> REQUIRED WORK
Extract every line starting at the line that contains "Seedling-scouting request: tag the splintered" and ending with the final line of the data, inclusive; give only those lines, word for word.

> STORED ROWS
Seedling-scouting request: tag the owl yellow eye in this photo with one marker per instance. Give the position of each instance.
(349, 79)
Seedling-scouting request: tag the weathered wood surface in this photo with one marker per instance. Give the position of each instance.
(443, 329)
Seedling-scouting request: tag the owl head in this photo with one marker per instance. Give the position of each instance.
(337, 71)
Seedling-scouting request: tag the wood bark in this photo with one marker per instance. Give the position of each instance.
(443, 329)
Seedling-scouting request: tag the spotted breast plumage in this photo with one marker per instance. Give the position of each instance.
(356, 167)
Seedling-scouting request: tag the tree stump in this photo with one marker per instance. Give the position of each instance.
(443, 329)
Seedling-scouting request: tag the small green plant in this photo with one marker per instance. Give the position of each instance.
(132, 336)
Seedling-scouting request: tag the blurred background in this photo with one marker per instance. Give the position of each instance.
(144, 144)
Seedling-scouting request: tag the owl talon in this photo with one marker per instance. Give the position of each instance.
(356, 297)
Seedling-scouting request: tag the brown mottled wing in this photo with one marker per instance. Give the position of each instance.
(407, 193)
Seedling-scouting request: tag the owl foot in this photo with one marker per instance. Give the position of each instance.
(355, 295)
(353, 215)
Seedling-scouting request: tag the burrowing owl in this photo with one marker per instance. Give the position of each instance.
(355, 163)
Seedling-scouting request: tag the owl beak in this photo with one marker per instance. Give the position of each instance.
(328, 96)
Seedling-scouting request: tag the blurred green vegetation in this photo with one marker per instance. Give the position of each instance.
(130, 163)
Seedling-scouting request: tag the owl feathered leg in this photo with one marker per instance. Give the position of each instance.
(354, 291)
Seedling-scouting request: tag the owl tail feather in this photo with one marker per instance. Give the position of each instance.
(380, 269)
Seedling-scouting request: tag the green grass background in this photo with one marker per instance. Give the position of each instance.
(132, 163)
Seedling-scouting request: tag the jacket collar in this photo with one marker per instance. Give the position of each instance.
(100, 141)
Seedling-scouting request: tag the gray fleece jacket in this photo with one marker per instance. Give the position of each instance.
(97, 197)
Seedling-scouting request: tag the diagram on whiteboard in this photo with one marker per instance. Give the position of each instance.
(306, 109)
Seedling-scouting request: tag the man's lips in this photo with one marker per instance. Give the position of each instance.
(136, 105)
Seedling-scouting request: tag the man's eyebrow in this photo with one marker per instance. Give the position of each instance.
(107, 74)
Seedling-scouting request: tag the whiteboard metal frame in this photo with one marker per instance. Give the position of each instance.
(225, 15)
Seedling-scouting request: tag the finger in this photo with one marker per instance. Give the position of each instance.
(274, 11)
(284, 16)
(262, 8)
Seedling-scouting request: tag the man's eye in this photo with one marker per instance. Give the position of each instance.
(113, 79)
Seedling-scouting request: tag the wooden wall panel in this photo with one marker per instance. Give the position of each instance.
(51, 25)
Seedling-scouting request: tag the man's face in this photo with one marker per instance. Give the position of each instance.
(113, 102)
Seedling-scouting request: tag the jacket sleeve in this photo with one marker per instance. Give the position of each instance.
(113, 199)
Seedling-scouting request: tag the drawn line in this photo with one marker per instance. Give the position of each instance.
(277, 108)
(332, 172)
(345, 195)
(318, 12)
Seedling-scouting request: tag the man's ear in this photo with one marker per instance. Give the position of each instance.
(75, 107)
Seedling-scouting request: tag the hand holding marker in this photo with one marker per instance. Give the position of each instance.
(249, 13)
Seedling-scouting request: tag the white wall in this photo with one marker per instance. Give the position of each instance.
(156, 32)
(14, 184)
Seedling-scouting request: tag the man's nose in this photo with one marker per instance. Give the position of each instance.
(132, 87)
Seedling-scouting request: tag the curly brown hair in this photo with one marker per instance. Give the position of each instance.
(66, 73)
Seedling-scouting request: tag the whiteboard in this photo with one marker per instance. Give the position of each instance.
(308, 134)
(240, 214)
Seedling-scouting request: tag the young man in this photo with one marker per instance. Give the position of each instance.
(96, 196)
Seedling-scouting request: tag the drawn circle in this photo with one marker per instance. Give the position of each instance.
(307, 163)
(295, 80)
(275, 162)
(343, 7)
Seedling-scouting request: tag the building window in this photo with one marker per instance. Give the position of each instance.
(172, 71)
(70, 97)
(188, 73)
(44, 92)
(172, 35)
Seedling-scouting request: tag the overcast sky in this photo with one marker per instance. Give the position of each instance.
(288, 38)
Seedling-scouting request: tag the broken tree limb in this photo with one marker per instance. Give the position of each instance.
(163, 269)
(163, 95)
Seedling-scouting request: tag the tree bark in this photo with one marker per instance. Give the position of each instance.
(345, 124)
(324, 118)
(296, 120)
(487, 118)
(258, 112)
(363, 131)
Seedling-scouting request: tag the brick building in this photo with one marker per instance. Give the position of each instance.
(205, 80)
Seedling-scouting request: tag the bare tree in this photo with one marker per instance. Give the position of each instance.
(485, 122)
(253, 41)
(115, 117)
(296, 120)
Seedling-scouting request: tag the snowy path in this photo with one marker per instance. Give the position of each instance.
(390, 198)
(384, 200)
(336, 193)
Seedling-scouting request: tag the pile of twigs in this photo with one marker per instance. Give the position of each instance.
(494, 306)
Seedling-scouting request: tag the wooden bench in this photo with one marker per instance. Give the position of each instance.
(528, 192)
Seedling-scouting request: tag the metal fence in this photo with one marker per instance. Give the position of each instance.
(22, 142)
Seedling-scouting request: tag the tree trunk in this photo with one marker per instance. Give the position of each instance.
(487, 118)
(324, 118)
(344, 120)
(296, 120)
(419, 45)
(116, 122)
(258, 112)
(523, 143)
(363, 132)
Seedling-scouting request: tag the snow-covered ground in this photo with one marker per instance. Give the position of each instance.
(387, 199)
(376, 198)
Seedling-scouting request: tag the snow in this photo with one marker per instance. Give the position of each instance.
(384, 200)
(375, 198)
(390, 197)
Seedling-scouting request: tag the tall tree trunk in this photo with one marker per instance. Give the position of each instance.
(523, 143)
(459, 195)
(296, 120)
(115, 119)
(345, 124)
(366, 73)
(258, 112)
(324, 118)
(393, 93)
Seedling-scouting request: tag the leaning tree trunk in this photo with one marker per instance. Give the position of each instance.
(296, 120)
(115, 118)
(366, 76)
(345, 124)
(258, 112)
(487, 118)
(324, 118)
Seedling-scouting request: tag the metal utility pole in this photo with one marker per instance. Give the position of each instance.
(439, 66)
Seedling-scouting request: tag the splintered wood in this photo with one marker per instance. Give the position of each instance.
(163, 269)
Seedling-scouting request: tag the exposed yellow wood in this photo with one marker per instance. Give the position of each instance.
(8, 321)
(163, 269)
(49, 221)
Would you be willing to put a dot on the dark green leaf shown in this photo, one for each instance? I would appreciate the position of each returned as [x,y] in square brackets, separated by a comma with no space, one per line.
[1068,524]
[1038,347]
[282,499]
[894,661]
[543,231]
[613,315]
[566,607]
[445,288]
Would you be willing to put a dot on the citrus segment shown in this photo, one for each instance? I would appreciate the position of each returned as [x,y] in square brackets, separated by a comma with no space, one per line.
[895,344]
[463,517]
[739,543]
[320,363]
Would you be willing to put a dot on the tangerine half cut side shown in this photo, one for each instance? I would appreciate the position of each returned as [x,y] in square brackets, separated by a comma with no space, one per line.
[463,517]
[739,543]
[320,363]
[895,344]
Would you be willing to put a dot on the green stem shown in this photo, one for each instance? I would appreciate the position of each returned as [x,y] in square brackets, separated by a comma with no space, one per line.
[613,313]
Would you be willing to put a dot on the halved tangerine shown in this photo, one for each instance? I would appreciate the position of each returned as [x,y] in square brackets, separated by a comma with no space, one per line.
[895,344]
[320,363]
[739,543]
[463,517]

> WRITTEN SOLUTION
Seedling-scouting request: tag the splintered wood in this photo with one marker per instance. Give the position of each instance.
(163, 269)
Seedling-scouting request: tag the exposed yellow wood in this photo with one marker per instance. Give the position of each instance.
(8, 321)
(163, 269)
(49, 221)
Would you be willing to put a dot on the dark green leaf shown in this photo, one for each instance? I would appreciate the position of each returned as [x,y] in square brackets, separated by a comma with no space, one per line.
[1068,524]
[1038,347]
[282,499]
[894,661]
[543,231]
[613,315]
[566,607]
[445,288]
Would you be willing to put a dot on the citrus segment shown in this photo, one for each instance? I would appreciate the position of each returned as [x,y] in square brackets, separated by a comma with no space, one per line.
[895,344]
[463,517]
[739,543]
[320,363]
Would you be willing to put a dot on the tangerine half cut side shown in this photo, one for each instance? I would appreciate the position of each returned as [x,y] in square brackets, separated by a comma with no space, one per line.
[463,517]
[739,543]
[320,363]
[895,344]
Would you be willing to put a dot on the green stem shown in this photo, one for each instance? I would appreciate the position of each returned as [x,y] in square brackets, separated by a comma with no space, one per line.
[613,313]
Would you be willing to put a dot on the halved tangerine shown in this photo, one for each instance? I would appreciate the position of each returned as [x,y] in square brackets, separated by a comma with no space, one per line.
[895,344]
[320,363]
[739,543]
[463,517]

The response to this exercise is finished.